La Russie à vif
Dans ce recueil aussi bref qu'intense, la poésie russe du XXe siècle se dévoile à travers cinq de ses voix les plus puissantes : Blok, Akhmatova, Mandelstam, Tsvétaïéva et Brodsky. En à peine une...
le 5 nov. 2024
livre de Alexandre Blok, Anna Akhmatova, Ossip Mandelstam, Marina Tsvétaïeva et Joseph Brodsky (2005)
Mon titre condense une remarque de Mandelstam : "De quoi te plains-tu, il n'y a que chez nous qu'on respecte la poésie : on tue même pour elle. Çà n'existe nulle part ailleurs". L'anthologie regroupe cinq poètes russes du XXè siècle. Tous ont eu des problèmes avec les autorités, sauf Alexandre BLOK, mort à quarante ans en 1921. Son chef-d'œuvre "Les Douze" est inspiré par la Révolution russe, qui représente pour lui d'abord le suprême espoir, puis une immense désillusion.

▶ [Lignes fournies]
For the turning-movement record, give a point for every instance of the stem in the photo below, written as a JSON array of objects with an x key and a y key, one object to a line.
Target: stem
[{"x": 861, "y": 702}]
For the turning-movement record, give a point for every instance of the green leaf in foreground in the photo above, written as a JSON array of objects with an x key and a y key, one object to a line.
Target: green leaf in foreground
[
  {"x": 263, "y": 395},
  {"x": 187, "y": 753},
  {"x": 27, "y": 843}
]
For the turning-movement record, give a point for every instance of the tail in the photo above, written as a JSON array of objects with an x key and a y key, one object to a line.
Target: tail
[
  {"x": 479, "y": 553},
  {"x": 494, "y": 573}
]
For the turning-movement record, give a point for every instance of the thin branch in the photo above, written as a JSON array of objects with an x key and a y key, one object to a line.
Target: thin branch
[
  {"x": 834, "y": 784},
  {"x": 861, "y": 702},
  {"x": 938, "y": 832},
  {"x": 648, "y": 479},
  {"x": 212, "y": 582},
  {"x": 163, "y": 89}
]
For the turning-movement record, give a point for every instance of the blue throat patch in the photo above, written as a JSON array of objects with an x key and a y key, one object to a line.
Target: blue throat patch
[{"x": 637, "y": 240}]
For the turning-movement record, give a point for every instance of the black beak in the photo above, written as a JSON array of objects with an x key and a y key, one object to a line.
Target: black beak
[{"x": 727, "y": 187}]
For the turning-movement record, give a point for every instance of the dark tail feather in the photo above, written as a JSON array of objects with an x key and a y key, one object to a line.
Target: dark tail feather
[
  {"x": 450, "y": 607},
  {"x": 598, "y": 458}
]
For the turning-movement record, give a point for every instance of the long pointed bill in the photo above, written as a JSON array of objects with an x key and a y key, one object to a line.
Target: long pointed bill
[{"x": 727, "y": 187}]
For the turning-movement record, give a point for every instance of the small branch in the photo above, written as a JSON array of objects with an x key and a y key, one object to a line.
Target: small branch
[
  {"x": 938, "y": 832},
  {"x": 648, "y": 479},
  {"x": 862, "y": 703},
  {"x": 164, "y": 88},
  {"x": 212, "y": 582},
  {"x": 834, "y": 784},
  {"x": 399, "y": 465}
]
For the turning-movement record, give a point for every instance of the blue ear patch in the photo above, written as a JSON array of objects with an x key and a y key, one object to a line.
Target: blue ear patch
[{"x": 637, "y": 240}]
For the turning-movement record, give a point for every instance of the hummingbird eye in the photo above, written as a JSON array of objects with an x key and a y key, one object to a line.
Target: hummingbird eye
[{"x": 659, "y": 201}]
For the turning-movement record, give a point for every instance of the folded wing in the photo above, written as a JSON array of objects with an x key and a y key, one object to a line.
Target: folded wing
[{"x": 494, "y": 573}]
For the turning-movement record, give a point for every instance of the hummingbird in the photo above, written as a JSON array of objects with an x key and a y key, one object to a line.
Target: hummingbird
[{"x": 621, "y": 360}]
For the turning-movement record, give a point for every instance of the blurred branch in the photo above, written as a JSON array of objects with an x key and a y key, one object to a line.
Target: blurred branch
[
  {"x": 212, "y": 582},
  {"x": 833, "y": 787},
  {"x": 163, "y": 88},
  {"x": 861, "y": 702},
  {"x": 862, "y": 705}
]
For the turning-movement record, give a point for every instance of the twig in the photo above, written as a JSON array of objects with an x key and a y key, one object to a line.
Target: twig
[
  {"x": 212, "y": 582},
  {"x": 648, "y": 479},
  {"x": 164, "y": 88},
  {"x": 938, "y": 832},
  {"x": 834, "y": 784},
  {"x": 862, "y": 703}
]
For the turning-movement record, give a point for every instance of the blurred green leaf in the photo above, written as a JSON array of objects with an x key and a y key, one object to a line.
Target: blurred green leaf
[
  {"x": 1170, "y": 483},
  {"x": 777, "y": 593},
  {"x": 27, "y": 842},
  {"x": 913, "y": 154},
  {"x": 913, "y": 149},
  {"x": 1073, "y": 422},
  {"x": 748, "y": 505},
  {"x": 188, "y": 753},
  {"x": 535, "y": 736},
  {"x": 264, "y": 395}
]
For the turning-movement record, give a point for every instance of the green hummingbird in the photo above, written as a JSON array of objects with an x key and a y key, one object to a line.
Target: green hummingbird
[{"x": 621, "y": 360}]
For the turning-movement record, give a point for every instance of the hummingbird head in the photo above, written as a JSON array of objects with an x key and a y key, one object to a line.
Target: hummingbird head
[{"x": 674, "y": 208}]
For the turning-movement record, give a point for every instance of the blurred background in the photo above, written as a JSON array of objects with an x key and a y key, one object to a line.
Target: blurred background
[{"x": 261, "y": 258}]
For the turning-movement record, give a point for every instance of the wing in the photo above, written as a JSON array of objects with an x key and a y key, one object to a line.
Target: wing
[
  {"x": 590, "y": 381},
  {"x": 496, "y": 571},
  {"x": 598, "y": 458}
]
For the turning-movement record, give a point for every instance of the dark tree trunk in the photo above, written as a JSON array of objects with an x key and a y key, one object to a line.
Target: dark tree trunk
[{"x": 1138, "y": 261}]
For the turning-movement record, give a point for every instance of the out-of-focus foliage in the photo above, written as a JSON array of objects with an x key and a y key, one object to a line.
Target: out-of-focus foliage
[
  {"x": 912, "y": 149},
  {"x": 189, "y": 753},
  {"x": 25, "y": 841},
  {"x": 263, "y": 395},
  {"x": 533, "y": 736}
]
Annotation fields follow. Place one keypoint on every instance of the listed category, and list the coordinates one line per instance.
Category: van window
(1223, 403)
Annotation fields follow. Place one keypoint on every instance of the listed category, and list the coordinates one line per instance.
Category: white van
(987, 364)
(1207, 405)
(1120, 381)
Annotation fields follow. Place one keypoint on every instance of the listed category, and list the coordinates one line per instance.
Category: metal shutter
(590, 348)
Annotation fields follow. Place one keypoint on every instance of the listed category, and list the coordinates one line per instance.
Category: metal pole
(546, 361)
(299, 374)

▶ [Votre tâche] Réécrivez le passage de l'extrait sur l'anthologie de poètes russes situé entre "La Russie à" et "une immense désillusion." inclus, en remplaçant "poésie" par "littérature".

▶ [Réponse complète]
La Russie à vif
Dans ce recueil aussi bref qu'intense, la littérature russe du XXe siècle se dévoile à travers cinq de ses voix les plus puissantes : Blok, Akhmatova, Mandelstam, Tsvétaïéva et Brodsky. En à peine une...
le 5 nov. 2024
livre de Alexandre Blok, Anna Akhmatova, Ossip Mandelstam, Marina Tsvétaïeva et Joseph Brodsky (2005)
Mon titre condense une remarque de Mandelstam : "De quoi te plains-tu, il n'y a que chez nous qu'on respecte la littérature : on tue même pour elle. Çà n'existe nulle part ailleurs". L'anthologie regroupe cinq poètes russes du XXè siècle. Tous ont eu des problèmes avec les autorités, sauf Alexandre BLOK, mort à quarante ans en 1921. Son chef-d'œuvre "Les Douze" est inspiré par la Révolution russe, qui représente pour lui d'abord le suprême espoir, puis une immense désillusion.